_To do:_ In the listing below, locate the lines that hold the string "black". Copy those lines.

_Available data:_
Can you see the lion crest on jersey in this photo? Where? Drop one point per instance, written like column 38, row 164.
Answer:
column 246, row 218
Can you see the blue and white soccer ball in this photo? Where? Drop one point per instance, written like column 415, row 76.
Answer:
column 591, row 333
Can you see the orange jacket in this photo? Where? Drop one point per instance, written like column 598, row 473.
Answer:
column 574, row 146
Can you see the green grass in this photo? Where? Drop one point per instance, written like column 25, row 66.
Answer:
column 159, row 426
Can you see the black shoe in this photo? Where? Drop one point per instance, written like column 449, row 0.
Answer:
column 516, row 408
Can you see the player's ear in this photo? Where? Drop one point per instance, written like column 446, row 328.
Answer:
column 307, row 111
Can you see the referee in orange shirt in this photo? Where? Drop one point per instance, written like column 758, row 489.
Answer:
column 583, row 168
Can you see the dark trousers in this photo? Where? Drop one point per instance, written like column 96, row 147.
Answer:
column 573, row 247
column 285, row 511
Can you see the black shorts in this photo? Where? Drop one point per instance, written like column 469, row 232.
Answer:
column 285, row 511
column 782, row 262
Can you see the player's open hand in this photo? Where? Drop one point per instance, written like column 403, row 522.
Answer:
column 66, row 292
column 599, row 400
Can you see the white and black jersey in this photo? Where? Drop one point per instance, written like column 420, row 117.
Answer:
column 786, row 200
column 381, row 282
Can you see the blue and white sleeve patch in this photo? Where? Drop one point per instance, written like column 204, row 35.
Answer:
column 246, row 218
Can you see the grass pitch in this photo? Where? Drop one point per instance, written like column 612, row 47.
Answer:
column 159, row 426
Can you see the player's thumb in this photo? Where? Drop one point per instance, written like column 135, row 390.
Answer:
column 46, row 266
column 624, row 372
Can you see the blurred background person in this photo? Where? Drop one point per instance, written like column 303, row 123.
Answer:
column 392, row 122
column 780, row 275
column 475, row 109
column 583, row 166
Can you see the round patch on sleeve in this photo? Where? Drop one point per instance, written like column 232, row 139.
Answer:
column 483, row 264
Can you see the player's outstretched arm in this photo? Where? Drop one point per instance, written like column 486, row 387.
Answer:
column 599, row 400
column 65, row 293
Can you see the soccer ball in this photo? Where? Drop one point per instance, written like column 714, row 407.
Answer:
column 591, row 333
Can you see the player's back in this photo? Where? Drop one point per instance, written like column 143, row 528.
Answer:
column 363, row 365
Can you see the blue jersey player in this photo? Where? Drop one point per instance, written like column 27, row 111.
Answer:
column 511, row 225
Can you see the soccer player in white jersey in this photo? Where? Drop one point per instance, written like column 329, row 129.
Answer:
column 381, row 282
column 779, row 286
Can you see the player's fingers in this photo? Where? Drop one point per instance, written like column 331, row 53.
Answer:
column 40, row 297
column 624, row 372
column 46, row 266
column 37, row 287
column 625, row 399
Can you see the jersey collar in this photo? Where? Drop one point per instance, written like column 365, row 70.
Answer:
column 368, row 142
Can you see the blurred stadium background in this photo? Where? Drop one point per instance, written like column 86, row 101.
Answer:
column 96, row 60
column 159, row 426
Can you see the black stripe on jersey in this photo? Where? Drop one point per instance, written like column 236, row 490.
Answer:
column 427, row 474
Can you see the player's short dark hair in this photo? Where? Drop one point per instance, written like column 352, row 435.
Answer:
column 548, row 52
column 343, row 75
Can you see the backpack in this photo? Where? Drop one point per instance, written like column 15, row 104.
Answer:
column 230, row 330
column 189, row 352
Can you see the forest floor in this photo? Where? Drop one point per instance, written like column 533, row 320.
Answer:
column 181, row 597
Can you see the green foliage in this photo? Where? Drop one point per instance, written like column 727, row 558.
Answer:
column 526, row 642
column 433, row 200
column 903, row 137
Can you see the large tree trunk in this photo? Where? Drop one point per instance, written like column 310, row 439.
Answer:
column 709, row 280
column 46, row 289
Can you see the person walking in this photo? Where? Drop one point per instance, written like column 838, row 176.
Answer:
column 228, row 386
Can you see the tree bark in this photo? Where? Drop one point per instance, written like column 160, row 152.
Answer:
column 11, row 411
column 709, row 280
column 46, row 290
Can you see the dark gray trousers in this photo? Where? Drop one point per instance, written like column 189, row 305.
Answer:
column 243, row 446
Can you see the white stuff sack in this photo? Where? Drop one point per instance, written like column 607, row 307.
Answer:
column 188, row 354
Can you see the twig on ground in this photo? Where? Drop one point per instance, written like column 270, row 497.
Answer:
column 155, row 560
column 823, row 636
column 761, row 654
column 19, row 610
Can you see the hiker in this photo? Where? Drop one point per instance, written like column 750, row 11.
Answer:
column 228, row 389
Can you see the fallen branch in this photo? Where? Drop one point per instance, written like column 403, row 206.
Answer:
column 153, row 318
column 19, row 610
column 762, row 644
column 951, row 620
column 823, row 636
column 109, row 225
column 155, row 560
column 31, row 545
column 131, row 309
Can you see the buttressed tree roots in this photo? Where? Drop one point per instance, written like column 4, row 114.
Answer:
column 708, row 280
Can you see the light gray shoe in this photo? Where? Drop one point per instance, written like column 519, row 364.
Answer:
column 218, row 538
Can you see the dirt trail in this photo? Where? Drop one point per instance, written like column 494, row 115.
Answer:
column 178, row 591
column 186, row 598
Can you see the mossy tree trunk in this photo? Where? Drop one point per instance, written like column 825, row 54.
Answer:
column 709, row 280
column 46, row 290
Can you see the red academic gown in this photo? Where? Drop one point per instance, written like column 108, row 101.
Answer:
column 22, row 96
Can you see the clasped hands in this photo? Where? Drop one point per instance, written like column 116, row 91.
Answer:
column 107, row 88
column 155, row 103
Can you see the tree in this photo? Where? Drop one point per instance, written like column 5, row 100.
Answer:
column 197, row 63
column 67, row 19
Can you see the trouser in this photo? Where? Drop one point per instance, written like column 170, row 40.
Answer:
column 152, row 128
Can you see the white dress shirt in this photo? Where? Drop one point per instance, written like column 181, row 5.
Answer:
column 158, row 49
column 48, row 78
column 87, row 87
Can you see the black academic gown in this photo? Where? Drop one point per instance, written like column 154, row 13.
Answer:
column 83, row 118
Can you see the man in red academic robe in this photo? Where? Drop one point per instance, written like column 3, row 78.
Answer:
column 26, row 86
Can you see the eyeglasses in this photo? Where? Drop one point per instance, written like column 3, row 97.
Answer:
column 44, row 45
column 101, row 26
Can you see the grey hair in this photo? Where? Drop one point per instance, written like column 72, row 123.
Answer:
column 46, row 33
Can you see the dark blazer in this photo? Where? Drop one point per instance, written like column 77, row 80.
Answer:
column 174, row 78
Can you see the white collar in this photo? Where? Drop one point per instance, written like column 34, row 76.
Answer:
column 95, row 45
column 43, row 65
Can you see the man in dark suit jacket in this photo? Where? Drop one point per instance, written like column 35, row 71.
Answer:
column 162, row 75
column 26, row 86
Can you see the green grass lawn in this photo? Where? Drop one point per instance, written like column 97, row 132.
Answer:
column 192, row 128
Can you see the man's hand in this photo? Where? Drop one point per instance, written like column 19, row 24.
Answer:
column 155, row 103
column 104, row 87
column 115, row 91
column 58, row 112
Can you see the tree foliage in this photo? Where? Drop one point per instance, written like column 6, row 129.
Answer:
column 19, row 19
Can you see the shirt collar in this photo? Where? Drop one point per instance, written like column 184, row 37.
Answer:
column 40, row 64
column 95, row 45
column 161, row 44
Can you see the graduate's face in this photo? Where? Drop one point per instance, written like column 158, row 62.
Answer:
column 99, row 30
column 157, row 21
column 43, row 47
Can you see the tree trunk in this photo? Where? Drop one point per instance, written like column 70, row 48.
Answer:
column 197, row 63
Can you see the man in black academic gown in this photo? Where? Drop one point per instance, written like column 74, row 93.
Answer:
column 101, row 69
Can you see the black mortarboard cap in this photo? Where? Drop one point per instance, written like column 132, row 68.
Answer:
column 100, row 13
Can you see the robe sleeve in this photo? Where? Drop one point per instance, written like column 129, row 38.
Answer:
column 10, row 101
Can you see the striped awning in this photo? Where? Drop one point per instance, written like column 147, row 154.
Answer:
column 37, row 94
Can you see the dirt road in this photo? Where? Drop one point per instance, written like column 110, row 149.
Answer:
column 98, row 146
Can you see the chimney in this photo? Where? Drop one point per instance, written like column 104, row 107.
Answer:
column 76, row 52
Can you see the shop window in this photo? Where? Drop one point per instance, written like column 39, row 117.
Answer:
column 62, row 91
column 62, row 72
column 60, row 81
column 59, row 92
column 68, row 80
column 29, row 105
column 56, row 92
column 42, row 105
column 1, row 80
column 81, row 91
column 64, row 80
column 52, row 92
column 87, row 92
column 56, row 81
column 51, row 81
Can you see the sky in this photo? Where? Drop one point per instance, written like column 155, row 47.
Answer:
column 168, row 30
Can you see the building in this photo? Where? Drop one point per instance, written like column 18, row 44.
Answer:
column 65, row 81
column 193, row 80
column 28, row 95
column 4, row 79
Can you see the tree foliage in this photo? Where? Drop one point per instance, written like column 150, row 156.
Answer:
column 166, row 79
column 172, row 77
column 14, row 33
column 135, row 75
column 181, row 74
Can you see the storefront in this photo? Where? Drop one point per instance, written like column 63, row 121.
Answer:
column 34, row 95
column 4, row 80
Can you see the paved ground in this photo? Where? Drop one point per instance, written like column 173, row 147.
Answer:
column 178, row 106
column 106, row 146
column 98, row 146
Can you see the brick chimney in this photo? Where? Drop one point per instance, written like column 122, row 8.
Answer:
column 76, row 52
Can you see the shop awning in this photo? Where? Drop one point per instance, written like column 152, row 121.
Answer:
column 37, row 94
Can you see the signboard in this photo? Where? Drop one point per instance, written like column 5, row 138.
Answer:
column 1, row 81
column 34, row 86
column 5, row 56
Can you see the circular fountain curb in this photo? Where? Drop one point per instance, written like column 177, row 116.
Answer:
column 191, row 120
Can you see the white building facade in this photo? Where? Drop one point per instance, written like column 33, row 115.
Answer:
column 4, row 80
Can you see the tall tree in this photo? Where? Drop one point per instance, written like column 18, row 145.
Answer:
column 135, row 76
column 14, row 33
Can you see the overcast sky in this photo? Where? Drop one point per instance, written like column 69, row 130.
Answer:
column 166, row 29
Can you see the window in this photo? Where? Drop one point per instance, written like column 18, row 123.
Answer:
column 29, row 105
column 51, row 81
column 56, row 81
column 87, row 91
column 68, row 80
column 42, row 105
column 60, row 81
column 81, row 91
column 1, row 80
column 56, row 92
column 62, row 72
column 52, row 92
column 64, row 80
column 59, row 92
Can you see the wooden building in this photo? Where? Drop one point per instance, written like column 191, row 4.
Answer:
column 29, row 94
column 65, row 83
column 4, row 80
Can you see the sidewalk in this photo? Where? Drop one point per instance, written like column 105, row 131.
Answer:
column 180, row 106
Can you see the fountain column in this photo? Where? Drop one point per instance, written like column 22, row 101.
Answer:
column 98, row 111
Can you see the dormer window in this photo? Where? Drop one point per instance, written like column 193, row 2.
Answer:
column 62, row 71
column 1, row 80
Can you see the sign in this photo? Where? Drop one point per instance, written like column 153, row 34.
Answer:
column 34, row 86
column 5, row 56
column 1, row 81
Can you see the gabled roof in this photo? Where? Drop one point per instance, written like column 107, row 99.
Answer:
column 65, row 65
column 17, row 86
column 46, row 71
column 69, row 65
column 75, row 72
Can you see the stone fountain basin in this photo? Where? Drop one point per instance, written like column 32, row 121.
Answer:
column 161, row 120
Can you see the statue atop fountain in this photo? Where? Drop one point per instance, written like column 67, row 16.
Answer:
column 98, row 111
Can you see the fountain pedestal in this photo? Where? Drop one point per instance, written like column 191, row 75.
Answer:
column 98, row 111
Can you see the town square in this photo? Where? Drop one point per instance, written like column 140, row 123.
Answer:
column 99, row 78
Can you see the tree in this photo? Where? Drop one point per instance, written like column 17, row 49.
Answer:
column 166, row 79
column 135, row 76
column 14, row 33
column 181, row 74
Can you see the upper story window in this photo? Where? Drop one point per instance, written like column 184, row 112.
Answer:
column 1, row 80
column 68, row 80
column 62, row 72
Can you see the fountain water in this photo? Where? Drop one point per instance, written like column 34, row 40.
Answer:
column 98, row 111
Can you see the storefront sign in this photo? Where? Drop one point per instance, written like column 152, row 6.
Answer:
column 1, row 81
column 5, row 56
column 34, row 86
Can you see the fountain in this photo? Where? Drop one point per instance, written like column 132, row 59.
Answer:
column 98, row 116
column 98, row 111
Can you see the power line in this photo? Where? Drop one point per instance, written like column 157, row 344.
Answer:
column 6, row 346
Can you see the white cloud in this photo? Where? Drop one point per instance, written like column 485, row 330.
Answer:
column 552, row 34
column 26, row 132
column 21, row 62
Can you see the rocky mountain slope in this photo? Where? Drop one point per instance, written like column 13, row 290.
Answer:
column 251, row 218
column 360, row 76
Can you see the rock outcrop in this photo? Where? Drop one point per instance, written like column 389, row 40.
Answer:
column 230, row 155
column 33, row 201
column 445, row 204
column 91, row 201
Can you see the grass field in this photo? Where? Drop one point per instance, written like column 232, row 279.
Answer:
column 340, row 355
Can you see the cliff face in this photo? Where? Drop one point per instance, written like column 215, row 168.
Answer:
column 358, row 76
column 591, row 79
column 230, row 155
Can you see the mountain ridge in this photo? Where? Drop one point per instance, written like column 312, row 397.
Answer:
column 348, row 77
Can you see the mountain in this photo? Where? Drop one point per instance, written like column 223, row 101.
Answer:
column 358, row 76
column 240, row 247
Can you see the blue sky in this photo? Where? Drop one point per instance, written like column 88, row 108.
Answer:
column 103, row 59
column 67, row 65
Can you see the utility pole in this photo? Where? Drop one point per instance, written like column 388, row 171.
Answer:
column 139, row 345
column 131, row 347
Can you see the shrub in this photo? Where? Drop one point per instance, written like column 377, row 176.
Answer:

_Output of the exercise:_
Can you see the black shoe in this photo? Where? Drop one point per instance, written like column 449, row 0.
Can you see the black shorts in this photo? Where? Drop one point per instance, written like column 469, row 232.
Can you see the white and black jersey in this photo? Where? Drop one point per instance, written like column 420, row 117.
Can you see the black stripe on jersey in this photo? Where? Drop one point per instance, written like column 236, row 490.
Can you see the black academic gown in this photo? Where? Drop one point per instance, written like column 154, row 13.
Can you see the man in black academic gown in this photo? Where? Drop one point per instance, written like column 74, row 93.
Can you see the black mortarboard cap in this photo? Where? Drop one point per instance, written like column 132, row 68.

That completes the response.